Page extract section start

Prior to any food testing, all foods used were tested in order to determine that they were peanut-free prior to use. This pre-testing was done at Nima Labs, and in some cases, samples were sent to an external lab for verification. As this study was intended to determine our accuracy at a specific ppm level, we needed to prepare foods and spike each food with a known amount of peanut prior to testing in the Nima sensor. For spiking, we use the same ‘standard’ as is recommended by the FDA (Trucksess et al.: Journal of AOAC International Vol. 87, No. 2, 2004). This standard is spiked into the food sample so that the final concentration is 5 ppm or 10 ppm. For 0 ppm, foods were tested without spiking. Foods that were spiked prior to cooking included most of the baked foods we tested (the industry term for this is “incurred samples”); we also spiked foods after their initial preparation, like ice cream.
Once foods were spiked to the target ppm levels, they were added to Nima peanut test capsules, inserted and tested in the Nima sensor. For each food type and at each ppm level, 10 tests were performed.
Table 1 is a summary of data collected using the Nima device for foods containing 10 ppm of peanut. Of the 638 tests performed, 626 yielded the expected result, resulting in an overall accuracy of 98.1%. The true positive rate (correct “peanut found” result or “sensitivity”) was 98.8%.
The three instances of false negatives (false peanut-free “smile” result) in the system came from soy sauce (1/10) and chocolate chip cookie dough ice cream (2/10). These issues in the system are being investigated and addressed. The false “peanut found” results in the system were driven by one food type – an energy drink – accounting for six of these instances; we are currently investigating causes. The remaining three false “peanut found” results were from bread, cookie, and vodka, which are likely due to spiking issues.
Table 2 summarizes the testing done at 5 ppm. The sensitivity at 5 ppm (true “peanut found” rate) is 85.9% – lower than what is observed at 10 ppm but expected by our team. Although we can detect a significant amount of samples at the lower limit of 5 ppm, ongoing research is being conducted to continually improve our accuracy at lower ppm levels. However, we are confident that 10 ppm is an appropriate detection level for the majority of peanut avoiders.

Page extract section end

**Required work:**
A: Return the portion of the peanut-testing passage starting with "Once foods were" and going on through "tests were performed.".
B: In the peanut-testing passage, how many tests were performed for each food type at each ppm level?
C: List every food that the peanut-testing passage names as having produced a false result, either negative or "peanut found," in the 10 ppm testing.
The lines that follow are not needed for any of the work here.

Given data section start

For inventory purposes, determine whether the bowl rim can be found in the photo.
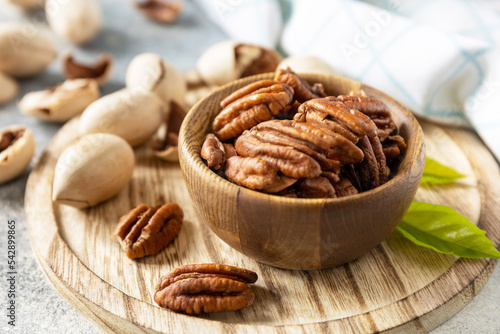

Given data section end

**Expected results:**
A:
Once foods were spiked to the target ppm levels, they were added to Nima peanut test capsules, inserted and tested in the Nima sensor. For each food type and at each ppm level, 10 tests were performed.

B: Ten tests were performed.

C:
Soy sauce
Chocolate chip cookie dough ice cream
An energy drink
Bread
Cookie
Vodka